## Collection entries
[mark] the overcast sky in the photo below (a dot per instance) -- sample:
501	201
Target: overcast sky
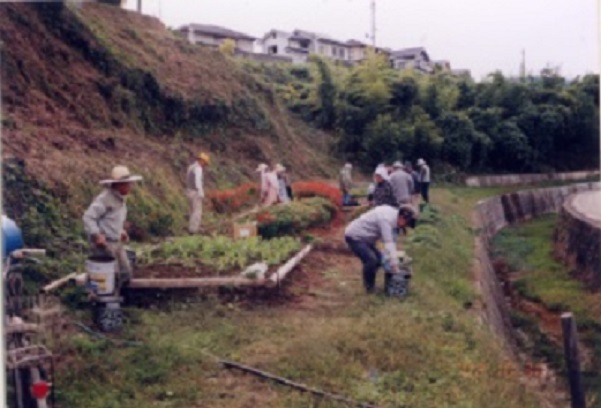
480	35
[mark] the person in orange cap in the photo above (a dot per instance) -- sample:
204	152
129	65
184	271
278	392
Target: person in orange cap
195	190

## Directions for this task
Reproduce every record word for word. The copy must contain no pictures.

## Answer section
[mark] the overcast sky in the photo below (a dot per instance) -- sample:
501	201
Target: overcast sky
480	35
[mark] the person in orange cap in the photo above (a dot per instance) -- sample:
204	152
129	65
184	271
278	392
Target: person in orange cap
195	190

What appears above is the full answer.